McCabe’s breakthrough play, King of the Castle, won the highest accolades at the Dublin Theatre Festival, alongside Brian Friel’s Philadelphia, Here I Come!, while equally offending the conservative Catholics of the League of Decency in 1964. In 1977, RTE televised this controversial play about sex, greed and pride, in which a wealthy but impotent farmer recruits a younger virile man to impregnate his wife. RTE continued to give McCabe regular work: he wrote scripts for drama series The Riordans. He also wrote children’s books, and the non-fiction work Shadows from the Pale: Portrait of an Irish Town (1996). But perhaps the writing that comes nearest to the bone and displays his finest mastery of form and language is to be found in the Christ in the Fields trilogy: ‘Cancer’, ‘Heritage’ and ‘Seige’.

In 1973, McCabe rewrote these short stories as screenplays for RTE and they were shown under the title Victims. ‘Cancer’ is a perfect short story: like others he wrote, it turns on one devastating line and distills with great economy the universal existential themes faced by us all. It opens with a British Army helicopter swooping down to read a local car registration plate. McCabe worried it would be too expensive to film for television, but to their eternal credit RTE producers did not balk at McCabe’s clear-eyed portrayal of the bitter struggle as it was being fought out between the British security forces / UDR and the Provisional IRA with the inevitable involvement of local Protestant and Catholic farming communities along the border.

◆ Material shown:
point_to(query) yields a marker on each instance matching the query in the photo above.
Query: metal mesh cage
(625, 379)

...

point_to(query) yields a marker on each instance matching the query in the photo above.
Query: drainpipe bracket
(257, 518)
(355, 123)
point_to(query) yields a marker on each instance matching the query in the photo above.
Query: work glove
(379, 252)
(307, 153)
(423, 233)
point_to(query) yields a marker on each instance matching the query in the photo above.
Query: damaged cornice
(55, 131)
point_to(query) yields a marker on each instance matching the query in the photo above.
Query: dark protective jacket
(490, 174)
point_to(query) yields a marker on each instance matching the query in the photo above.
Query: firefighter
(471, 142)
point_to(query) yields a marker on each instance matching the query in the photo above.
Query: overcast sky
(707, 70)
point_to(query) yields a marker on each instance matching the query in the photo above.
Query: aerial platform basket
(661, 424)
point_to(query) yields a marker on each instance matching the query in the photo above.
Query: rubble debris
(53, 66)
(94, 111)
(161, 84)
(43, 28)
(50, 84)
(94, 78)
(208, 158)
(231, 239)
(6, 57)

* * *

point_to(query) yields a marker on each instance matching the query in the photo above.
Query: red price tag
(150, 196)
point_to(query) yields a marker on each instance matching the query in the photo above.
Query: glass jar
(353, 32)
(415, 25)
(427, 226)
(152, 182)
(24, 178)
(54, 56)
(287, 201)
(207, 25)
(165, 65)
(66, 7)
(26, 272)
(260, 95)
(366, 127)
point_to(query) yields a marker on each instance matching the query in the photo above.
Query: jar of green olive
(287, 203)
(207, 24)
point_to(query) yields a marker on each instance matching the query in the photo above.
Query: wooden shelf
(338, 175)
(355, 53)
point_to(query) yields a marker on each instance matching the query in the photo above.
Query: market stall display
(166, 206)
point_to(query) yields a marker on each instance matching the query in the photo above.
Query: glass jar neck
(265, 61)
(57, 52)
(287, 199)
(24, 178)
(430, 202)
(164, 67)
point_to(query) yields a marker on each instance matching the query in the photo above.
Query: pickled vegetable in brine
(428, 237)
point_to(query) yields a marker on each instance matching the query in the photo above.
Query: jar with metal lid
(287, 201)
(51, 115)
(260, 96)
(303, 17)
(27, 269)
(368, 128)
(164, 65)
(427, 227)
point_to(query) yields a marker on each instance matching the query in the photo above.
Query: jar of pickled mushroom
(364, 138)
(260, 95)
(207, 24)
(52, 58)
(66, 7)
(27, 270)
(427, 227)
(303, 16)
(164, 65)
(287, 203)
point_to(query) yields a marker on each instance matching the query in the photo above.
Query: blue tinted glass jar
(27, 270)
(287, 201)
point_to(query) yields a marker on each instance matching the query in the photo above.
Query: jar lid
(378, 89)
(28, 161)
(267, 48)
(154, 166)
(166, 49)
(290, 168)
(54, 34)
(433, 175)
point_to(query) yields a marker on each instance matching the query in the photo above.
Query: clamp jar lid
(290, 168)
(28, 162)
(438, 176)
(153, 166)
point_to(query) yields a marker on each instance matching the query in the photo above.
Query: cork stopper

◆ Directions:
a. From the McCabe passage above, return the text between "In 1973, McCabe" and "along the border.", inclusive.
b. In the McCabe passage above, what title did RTE use when it showed the screenplays McCabe wrote from the Christ in the Fields stories?

◆ Answer section:
a.
In 1973, McCabe rewrote these short stories as screenplays for RTE and they were shown under the title Victims. ‘Cancer’ is a perfect short story: like others he wrote, it turns on one devastating line and distills with great economy the universal existential themes faced by us all. It opens with a British Army helicopter swooping down to read a local car registration plate. McCabe worried it would be too expensive to film for television, but to their eternal credit RTE producers did not balk at McCabe’s clear-eyed portrayal of the bitter struggle as it was being fought out between the British security forces / UDR and the Provisional IRA with the inevitable involvement of local Protestant and Catholic farming communities along the border.

b. Victims